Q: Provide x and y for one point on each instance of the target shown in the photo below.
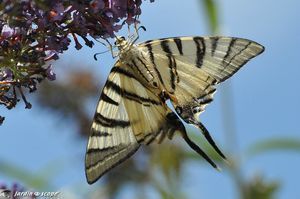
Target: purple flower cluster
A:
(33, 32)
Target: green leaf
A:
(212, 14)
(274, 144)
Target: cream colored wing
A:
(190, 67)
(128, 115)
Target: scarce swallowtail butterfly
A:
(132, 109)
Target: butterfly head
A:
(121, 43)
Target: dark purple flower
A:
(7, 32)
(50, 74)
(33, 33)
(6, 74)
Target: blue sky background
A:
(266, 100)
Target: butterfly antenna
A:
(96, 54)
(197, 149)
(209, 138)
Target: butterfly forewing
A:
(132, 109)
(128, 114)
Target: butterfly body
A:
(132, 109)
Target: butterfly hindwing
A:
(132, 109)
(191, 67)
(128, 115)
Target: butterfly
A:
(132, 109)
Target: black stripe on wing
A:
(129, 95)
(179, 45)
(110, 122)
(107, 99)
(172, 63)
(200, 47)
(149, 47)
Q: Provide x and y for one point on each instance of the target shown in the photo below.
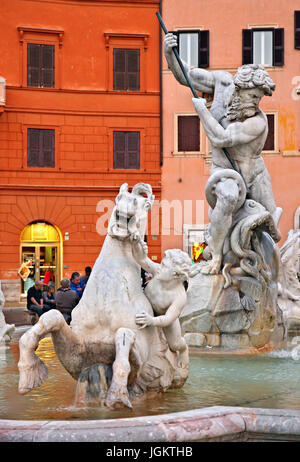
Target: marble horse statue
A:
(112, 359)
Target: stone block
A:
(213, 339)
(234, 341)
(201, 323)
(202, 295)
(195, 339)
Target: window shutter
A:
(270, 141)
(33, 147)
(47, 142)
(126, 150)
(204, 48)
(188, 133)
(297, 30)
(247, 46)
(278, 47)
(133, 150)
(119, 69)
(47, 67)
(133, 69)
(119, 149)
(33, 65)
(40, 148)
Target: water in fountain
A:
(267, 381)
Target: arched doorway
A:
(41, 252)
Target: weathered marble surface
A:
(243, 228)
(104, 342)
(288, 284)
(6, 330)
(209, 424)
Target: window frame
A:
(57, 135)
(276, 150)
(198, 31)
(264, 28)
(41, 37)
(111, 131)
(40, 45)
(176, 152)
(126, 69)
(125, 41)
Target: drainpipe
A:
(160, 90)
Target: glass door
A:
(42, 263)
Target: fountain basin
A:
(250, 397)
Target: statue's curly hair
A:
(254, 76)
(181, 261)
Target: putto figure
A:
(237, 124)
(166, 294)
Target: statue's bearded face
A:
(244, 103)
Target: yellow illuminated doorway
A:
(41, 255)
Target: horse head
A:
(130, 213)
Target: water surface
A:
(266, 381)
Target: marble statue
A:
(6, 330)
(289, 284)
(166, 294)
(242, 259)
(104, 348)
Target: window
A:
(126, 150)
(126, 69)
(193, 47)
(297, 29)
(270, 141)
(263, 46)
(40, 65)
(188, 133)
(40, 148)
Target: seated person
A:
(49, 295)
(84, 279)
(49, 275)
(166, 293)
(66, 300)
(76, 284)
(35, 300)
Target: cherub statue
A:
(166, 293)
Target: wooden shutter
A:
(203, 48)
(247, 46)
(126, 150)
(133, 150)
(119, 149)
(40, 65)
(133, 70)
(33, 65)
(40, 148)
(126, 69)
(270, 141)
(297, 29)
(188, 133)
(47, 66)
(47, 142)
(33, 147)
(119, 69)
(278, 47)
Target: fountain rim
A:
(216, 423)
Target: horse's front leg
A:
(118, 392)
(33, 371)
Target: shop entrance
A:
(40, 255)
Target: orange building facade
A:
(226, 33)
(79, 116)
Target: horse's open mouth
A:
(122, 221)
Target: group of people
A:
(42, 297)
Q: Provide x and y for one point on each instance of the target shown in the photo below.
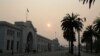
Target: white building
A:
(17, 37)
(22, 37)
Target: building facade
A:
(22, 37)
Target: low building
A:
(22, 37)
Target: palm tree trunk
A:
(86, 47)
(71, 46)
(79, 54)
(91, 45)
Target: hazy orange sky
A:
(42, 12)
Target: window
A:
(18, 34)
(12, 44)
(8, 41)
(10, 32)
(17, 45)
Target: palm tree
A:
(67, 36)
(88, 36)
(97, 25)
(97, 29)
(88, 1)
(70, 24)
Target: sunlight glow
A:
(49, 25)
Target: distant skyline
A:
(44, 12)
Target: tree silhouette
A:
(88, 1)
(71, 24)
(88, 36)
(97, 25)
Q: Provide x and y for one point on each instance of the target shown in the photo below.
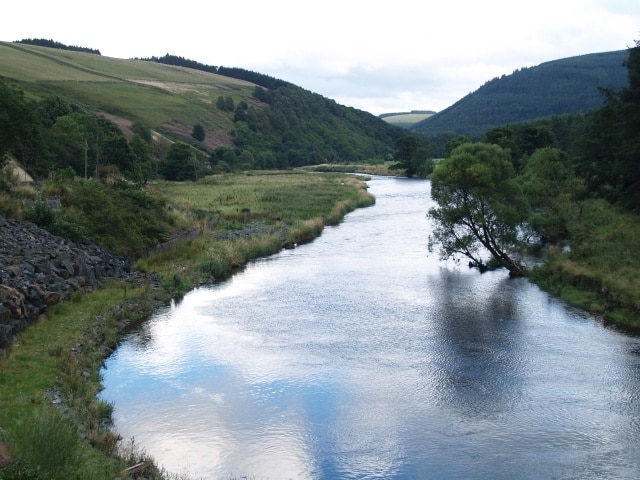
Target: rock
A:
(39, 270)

+ + +

● Task item
Reproduce the records above exactly, leaving out every picture they contain.

● Problem solution
Q: Provide x and y for one point on each instance of the target shown in the photo below.
Target: purple flower cluster
A:
(33, 32)
Target: green leaf
A:
(212, 14)
(274, 144)
Target: cream colored wing
A:
(190, 67)
(128, 115)
Target: scarce swallowtail butterfly
A:
(132, 109)
Target: butterfly head
A:
(121, 43)
Target: dark purple flower
A:
(7, 32)
(50, 74)
(33, 33)
(6, 74)
Target: blue sky background
A:
(266, 100)
Target: butterfly antenna
A:
(96, 54)
(197, 149)
(209, 138)
Target: butterfly forewing
A:
(132, 109)
(128, 114)
Target: butterfly body
A:
(132, 109)
Target: butterfly hindwing
A:
(132, 109)
(191, 67)
(128, 115)
Target: butterfly
A:
(132, 109)
Target: black stripe on wing
A:
(129, 95)
(179, 45)
(110, 122)
(107, 99)
(172, 63)
(200, 47)
(149, 47)
Q: Provide x and y for one point on each instance of the target shown in the photo below.
Target: marble horse statue
A:
(112, 359)
Target: stone block
A:
(213, 339)
(234, 341)
(201, 323)
(202, 295)
(195, 339)
Target: window shutter
A:
(270, 141)
(33, 147)
(47, 142)
(126, 150)
(204, 48)
(188, 133)
(297, 30)
(247, 46)
(278, 47)
(133, 150)
(119, 69)
(47, 67)
(133, 69)
(119, 149)
(33, 65)
(40, 148)
Target: water in fountain
A:
(267, 381)
Target: arched doorway
A:
(41, 252)
Target: weathered marble surface
A:
(243, 228)
(104, 342)
(288, 284)
(6, 330)
(209, 424)
Target: window frame
A:
(57, 135)
(276, 150)
(198, 31)
(264, 28)
(41, 37)
(111, 131)
(40, 45)
(176, 152)
(126, 69)
(125, 41)
Target: drainpipe
A:
(160, 90)
Target: glass door
A:
(42, 263)
Target: fountain basin
A:
(250, 397)
Target: statue's curly hair
A:
(254, 76)
(181, 261)
Target: putto figure
A:
(237, 124)
(166, 294)
Target: statue's bearded face
A:
(244, 103)
Target: yellow illuminated doorway
A:
(41, 255)
Target: horse head
A:
(130, 213)
Target: water surface
A:
(266, 381)
Target: marble statue
A:
(6, 330)
(289, 284)
(166, 294)
(242, 259)
(104, 348)
Target: window
A:
(126, 150)
(126, 69)
(193, 47)
(297, 29)
(270, 141)
(263, 46)
(40, 65)
(188, 133)
(40, 148)
Target: seated person
A:
(49, 295)
(84, 279)
(49, 275)
(166, 293)
(66, 300)
(76, 284)
(35, 300)
Target: cherub statue
A:
(166, 293)
Target: wooden shutter
A:
(203, 48)
(247, 46)
(126, 150)
(133, 150)
(119, 149)
(40, 65)
(133, 70)
(33, 65)
(40, 148)
(126, 69)
(270, 141)
(297, 29)
(188, 133)
(47, 66)
(47, 142)
(33, 147)
(119, 69)
(278, 47)
Target: fountain rim
A:
(216, 423)
Target: horse's front leg
A:
(118, 392)
(33, 371)
Target: shop entrance
A:
(40, 255)
Target: orange building facade
A:
(226, 33)
(79, 116)
Target: horse's open mouth
A:
(122, 221)
Target: group of people
A:
(42, 297)
Q: Provide x and y for one point on each instance of the target shown in the photo below.
Target: white building
A:
(17, 37)
(22, 37)
Target: building facade
A:
(22, 37)
Target: low building
A:
(22, 37)
Target: palm tree trunk
A:
(86, 47)
(71, 46)
(79, 54)
(91, 45)
Target: hazy orange sky
A:
(42, 12)
Target: window
A:
(18, 34)
(12, 44)
(8, 41)
(10, 32)
(17, 45)
Target: palm tree
A:
(67, 36)
(88, 36)
(97, 25)
(97, 29)
(88, 1)
(70, 24)
Target: sunlight glow
A:
(49, 25)
Target: distant skyline
A:
(44, 12)
Target: tree silhouette
A:
(88, 1)
(71, 24)
(88, 36)
(97, 25)
Q: Provide x and y for one point on each instance of the target shown in the photo below.
Target: rock
A:
(39, 270)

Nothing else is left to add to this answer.